### About this exercise
According to the announcement about the 5G hospital network in Leipzig, since when has Helios Park-Klinikum Leipzig been operating its private 5G standalone campus network?

### Provided text
O2 Telefónica and Helios launch 5G network operation in hospital:5G standalone campus network for Helios Klinikum in Leipzig ready for use
Digitization in the healthcare sector is necessary. The corona pandemic has made this visible in many places. To drive digitization forward in its own hospital, Helios Park-Klinikum Leipzig has been operating the first private 5G standalone campus network in a hospital in Germany since December 2021. The 5G standalone campus network designed and built by O2 Telefónica acts as a digitalization turbo. With the deployment of the government-funded 5G campus network, the hospital operator expects a boost in efficiency and innovation.
"In Leipzig, we have set up our own 5G network with our technology partners, in which Helios can now test the practical application of the transmission technology in the hospital environment and everyday life," Mallik Rao, Chief Technology & Information Officer at O2 Telefónica, explains the project. "I am convinced that with the launch of the 5G campus network at Helios, many new applications will develop at great speed," Rao continues. "The aim of the 5G project is to optimize the efficiency of existing medical systems and to give doctors and nurses more time for their core tasks," emphasize Julian Zimmer and Matthias Hirsekorn, the hospital directors at the Helios hospital site in Leipzig. "Because thanks to the 5G infrastructure that is now in place, our on-site employees will develop new ideas for what they can use the forward-looking campus network for. This will provide a qualitative boost for our services," the managing directors are convinced.
5G campus network enables boost to healthcare efficiency and innovation
In the healthcare sector, the special requirements must be taken into account: Sensitive data is at stake - and, above all, people's health and lives. Secure and reliable information exchange is therefore a vital prerequisite and the starting point for efficient treatment. 5G mobile communications can help ensure this qualitatively and enable economic progress. 5G offers hospitals the best conditions for this. After all, the network's ability to adapt optimally to new networking requirements is seen as a key to the success of digitization for modern healthcare facilities.

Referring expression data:
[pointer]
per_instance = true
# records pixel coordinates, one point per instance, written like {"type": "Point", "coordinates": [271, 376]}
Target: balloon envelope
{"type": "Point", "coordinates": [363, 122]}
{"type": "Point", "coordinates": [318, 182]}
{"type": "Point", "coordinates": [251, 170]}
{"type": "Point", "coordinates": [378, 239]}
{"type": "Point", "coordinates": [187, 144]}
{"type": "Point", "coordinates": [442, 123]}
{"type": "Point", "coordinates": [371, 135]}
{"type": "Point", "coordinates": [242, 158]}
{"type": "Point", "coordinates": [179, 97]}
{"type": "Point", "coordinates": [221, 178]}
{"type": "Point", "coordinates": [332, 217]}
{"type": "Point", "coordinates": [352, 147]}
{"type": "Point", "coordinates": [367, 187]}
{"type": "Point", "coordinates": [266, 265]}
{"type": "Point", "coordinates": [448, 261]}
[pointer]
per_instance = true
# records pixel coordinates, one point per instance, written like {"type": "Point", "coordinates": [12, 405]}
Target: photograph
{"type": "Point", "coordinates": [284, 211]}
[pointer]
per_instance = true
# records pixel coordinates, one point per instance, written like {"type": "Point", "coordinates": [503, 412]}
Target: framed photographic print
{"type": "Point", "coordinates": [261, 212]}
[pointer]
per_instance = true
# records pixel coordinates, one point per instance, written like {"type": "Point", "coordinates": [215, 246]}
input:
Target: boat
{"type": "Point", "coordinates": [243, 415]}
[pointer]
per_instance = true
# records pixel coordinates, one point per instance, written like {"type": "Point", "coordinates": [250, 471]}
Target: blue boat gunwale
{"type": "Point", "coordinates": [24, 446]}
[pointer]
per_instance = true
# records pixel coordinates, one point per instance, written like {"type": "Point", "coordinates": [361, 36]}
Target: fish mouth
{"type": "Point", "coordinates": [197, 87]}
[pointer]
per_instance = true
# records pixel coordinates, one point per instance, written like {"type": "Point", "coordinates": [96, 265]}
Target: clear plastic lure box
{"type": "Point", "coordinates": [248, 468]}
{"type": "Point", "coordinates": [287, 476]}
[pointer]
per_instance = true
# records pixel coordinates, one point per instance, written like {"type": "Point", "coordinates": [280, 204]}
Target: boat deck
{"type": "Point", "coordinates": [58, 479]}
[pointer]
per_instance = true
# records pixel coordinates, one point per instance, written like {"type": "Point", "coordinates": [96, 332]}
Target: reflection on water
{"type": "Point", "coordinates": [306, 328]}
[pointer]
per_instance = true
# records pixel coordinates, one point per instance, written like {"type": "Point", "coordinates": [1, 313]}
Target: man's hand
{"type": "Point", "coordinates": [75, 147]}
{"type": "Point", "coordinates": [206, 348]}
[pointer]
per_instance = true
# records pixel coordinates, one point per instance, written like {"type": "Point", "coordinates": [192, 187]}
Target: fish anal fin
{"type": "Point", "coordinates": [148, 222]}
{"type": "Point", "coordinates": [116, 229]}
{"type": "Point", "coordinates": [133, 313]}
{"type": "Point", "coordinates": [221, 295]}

### Result
Since December 2021.